Gradient Checking Error

I am currently having this error and I would appreciate some help.
I have confirmed the correct usage of np.linalg.norm, I have also confirmed correct arithmetic operations in the numerator and denominator. Kindly help me

Error in text
> There is a mistake in the backward propagation! difference = 1.0
> ---------------------------------------------------------------------------
> AssertionError Traceback (most recent call last)
> in
> 6 expected_values = [0.2850931567761623, 1.1890913024229996e-07]
> 7 assert not(type(difference) == np.ndarray), "You are not using np.linalg.norm for numerator or denominator"
> ----> 8 assert np.any(np.isclose(difference, expected_values)), "Wrong value. It is not one of the expected values"
**> **
> AssertionError: Wrong value. It is not one of the expected values

Those are the values expected for difference before and after the ‘fix.’ Yours is neither of those, hence the assertion fail. A clue might be that your value is exactly 1.0 which suggests numerator and denominator of a ratio are the same. Maybe trace back to how those values were produced and let us know what you find?

__Prompt A__. Edit the records starting with the line that contains "Where can the woman's right" and going on through the line that contains "[[447, 722]]". Change "right arm" to "left arm", keep everything else the same, and return only those lines.
The records that come next have no connection to the gradient checking thread.

__Exercise inputs__.
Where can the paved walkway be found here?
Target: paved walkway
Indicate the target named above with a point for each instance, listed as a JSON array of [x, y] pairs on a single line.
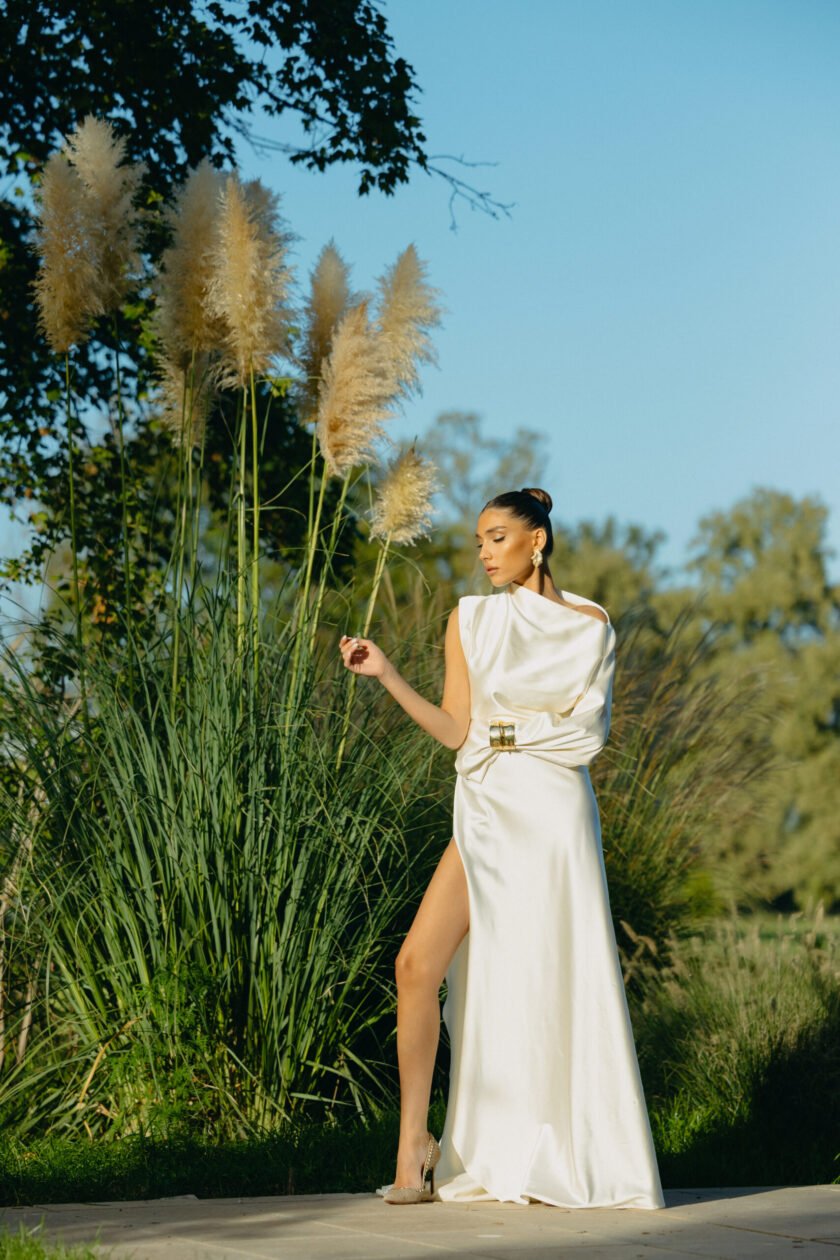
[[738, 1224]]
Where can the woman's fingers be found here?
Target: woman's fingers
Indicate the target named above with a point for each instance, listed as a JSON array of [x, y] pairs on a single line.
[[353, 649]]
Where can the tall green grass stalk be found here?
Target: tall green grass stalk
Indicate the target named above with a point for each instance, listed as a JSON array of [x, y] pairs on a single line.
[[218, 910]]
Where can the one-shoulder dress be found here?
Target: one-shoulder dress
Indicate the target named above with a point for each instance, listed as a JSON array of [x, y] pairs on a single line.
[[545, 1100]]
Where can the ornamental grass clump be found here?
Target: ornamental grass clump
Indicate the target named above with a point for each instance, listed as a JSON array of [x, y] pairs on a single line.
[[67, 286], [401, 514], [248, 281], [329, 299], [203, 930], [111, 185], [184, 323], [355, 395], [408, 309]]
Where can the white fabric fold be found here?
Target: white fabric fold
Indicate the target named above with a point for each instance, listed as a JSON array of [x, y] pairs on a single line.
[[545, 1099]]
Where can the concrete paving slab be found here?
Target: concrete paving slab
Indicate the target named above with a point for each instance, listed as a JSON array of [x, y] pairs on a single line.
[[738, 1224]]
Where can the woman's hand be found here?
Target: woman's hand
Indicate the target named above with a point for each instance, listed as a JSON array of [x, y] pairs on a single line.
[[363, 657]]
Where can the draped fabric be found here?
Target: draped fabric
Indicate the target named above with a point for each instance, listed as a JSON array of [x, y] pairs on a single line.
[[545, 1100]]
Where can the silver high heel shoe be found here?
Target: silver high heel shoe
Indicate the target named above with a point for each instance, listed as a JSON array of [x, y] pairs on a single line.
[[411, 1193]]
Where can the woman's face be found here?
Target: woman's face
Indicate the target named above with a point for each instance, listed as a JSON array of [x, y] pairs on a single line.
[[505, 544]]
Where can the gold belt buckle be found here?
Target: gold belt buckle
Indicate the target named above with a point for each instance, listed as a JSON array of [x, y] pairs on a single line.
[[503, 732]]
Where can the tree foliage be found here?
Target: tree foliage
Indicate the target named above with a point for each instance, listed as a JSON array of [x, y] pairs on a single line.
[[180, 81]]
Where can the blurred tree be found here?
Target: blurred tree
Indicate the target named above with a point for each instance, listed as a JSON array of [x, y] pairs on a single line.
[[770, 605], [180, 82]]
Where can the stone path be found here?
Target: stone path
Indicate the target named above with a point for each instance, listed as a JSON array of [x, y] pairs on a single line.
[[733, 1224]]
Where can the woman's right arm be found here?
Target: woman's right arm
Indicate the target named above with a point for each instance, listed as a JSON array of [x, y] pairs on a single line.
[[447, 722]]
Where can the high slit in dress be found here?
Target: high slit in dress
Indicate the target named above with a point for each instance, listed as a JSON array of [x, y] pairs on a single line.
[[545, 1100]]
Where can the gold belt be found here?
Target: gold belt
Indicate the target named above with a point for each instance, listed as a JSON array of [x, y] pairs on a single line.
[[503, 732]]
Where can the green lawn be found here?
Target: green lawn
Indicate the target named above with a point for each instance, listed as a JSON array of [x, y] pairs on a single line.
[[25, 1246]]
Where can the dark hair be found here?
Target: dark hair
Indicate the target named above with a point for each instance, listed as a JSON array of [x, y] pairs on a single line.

__Prompt B__. Reproduce the gradient checking thread word for word, starting with "Gradient Checking Error" and going on through "recent call last)".

__Written response A__.
Where can the woman's left arm be found here?
Target: woman's left arm
Indicate the target named above with a point for each instance, listed as a JSON array of [x, y] pairs on a single line.
[[447, 722]]

__Written response B__.
Gradient Checking Error

I am currently having this error and I would appreciate some help.
I have confirmed the correct usage of np.linalg.norm, I have also confirmed correct arithmetic operations in the numerator and denominator. Kindly help me

Error in text
> There is a mistake in the backward propagation! difference = 1.0
> ---------------------------------------------------------------------------
> AssertionError Traceback (most recent call last)